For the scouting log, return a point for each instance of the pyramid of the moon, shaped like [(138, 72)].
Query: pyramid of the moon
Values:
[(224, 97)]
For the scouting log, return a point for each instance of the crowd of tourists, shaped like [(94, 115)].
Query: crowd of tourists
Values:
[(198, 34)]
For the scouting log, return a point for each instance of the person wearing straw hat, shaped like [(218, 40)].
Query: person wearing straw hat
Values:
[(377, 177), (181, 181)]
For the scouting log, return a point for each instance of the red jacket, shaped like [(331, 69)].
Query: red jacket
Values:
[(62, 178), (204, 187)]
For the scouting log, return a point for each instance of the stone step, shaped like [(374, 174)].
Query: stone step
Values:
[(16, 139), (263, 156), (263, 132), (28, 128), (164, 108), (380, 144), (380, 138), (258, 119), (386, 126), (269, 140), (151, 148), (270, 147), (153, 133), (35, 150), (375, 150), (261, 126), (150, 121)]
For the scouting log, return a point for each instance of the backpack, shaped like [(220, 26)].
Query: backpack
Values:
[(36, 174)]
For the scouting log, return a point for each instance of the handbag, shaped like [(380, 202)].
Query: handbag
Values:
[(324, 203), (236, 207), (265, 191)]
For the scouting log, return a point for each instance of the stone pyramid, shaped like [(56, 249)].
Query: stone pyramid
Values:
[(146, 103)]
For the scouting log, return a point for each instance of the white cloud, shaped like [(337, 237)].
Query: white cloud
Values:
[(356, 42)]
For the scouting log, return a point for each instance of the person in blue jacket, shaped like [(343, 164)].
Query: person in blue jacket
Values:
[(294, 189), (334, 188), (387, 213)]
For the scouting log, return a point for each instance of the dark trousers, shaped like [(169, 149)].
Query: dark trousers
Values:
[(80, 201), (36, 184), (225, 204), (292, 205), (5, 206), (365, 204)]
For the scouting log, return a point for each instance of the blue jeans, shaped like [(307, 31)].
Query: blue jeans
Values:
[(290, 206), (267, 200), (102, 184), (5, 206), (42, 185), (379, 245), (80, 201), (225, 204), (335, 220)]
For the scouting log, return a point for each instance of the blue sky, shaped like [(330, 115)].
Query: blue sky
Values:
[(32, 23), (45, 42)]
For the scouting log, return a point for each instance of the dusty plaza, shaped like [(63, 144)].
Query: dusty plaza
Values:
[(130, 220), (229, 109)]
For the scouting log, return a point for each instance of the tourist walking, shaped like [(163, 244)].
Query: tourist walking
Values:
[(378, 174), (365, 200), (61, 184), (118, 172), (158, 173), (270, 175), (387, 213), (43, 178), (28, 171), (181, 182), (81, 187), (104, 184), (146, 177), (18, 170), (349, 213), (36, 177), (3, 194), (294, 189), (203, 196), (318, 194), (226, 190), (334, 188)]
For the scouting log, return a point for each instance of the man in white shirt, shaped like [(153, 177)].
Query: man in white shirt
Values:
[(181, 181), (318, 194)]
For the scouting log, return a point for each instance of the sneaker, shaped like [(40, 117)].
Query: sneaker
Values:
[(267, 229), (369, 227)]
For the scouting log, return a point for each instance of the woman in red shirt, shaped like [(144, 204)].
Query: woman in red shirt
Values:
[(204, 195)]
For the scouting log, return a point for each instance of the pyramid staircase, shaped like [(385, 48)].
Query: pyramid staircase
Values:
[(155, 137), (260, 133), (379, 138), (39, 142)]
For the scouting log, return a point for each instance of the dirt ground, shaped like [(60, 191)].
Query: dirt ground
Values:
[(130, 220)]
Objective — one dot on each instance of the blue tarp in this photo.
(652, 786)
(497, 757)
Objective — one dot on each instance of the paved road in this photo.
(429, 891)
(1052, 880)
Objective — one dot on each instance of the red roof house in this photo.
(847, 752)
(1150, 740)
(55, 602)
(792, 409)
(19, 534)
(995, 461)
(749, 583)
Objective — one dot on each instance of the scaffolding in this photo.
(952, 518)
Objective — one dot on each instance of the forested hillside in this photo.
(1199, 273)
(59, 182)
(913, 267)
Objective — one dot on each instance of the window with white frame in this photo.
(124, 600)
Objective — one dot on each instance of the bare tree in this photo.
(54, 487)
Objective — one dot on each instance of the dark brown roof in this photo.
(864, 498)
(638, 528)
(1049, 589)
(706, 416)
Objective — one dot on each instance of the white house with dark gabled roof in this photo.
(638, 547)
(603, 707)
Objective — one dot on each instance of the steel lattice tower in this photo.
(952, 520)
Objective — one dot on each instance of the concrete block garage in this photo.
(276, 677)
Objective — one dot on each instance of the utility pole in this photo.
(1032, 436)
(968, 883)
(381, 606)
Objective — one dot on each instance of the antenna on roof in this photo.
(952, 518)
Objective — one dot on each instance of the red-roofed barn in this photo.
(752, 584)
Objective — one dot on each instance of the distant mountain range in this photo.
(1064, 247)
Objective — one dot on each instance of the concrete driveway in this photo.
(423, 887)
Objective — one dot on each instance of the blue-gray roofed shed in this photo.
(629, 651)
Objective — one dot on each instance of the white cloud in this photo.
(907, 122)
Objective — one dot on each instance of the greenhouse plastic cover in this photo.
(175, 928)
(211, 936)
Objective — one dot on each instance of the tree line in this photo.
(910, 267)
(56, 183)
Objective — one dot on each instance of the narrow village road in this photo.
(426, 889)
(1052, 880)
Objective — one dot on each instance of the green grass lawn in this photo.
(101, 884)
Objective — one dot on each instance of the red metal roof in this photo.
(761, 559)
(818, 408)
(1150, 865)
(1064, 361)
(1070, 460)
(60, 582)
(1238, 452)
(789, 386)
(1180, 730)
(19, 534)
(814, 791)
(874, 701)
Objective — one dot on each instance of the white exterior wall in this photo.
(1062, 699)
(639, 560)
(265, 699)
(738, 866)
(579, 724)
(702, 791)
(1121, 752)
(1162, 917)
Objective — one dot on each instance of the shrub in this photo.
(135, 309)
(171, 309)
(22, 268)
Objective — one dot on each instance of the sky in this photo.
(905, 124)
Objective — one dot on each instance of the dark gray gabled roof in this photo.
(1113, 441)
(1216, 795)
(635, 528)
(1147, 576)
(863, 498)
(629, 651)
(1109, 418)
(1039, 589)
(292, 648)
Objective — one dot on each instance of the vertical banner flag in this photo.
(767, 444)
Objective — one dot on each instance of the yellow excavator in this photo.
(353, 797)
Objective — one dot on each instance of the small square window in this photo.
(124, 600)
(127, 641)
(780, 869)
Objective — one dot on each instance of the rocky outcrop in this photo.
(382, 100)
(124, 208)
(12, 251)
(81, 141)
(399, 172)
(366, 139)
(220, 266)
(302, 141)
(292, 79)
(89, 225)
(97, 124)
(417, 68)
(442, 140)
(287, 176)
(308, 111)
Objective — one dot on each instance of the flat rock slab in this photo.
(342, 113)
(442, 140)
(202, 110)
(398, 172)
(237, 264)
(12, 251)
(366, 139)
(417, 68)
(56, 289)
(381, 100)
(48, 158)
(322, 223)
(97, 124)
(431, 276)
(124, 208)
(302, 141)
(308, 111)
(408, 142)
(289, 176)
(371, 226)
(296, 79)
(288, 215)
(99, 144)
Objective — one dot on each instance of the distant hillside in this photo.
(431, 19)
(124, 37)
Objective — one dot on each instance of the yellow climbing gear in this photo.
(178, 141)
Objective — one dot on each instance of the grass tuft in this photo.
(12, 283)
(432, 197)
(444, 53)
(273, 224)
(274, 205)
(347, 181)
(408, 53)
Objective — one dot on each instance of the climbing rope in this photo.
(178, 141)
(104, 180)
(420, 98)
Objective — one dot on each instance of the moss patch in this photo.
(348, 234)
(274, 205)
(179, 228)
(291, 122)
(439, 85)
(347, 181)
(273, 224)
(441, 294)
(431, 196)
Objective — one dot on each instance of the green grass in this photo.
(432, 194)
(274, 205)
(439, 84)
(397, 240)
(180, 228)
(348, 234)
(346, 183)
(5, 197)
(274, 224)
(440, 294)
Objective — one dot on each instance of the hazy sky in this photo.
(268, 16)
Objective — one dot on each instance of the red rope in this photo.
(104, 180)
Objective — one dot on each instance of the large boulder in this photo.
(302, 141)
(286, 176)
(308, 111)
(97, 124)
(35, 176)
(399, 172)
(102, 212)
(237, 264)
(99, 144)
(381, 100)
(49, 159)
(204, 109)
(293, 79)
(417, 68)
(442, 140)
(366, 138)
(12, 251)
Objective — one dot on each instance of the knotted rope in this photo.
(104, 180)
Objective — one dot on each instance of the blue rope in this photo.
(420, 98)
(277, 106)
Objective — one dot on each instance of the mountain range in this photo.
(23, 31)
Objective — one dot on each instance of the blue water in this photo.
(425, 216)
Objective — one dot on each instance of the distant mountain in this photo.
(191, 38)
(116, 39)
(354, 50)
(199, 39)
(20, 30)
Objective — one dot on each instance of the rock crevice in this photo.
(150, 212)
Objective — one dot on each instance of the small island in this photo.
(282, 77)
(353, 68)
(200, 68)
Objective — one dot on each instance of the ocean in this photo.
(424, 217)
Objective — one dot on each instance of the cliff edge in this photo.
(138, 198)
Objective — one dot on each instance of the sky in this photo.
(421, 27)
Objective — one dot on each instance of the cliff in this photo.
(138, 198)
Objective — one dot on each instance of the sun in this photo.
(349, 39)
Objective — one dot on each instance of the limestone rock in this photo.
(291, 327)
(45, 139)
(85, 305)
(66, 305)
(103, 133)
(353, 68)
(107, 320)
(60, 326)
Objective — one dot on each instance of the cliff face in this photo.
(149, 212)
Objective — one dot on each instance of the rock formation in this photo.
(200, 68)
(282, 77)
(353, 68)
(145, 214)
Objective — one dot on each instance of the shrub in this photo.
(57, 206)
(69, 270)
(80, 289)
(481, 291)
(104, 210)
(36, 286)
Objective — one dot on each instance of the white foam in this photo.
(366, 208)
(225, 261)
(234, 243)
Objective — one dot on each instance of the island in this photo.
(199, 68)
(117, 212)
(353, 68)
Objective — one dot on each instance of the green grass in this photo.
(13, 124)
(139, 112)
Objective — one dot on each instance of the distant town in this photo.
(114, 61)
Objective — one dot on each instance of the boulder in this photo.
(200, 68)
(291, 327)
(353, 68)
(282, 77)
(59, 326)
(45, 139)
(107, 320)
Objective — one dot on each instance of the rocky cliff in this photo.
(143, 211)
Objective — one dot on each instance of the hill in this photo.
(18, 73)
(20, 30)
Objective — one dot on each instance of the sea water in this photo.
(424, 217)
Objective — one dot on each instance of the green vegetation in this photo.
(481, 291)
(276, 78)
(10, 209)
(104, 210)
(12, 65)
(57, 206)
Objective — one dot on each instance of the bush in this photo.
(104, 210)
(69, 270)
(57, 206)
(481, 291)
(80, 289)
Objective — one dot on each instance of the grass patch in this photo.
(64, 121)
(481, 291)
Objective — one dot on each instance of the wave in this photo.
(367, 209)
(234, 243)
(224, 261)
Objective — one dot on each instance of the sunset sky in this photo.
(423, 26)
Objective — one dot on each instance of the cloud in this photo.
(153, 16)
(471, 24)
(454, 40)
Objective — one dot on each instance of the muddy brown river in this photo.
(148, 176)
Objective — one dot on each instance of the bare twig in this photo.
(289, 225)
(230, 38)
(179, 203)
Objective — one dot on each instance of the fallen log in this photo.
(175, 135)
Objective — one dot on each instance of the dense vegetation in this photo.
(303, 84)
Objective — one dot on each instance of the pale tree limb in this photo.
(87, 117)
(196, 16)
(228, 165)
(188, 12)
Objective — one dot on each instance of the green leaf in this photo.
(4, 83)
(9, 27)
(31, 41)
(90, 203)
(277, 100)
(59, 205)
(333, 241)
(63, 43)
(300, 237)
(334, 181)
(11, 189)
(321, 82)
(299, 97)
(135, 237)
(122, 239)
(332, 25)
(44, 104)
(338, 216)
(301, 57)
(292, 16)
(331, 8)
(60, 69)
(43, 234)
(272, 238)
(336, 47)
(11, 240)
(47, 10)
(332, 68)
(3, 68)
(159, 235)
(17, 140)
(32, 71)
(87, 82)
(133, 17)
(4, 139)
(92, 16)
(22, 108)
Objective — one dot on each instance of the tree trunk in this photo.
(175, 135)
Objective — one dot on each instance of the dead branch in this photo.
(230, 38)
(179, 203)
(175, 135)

----------------------------------------

> Work item: Locate all lines in the listing above with the word "sneaker" and copy them.

> Completed task:
For the scouting log, return a point for each instance of the sneaker, shaped like [(40, 117)].
Query: sneaker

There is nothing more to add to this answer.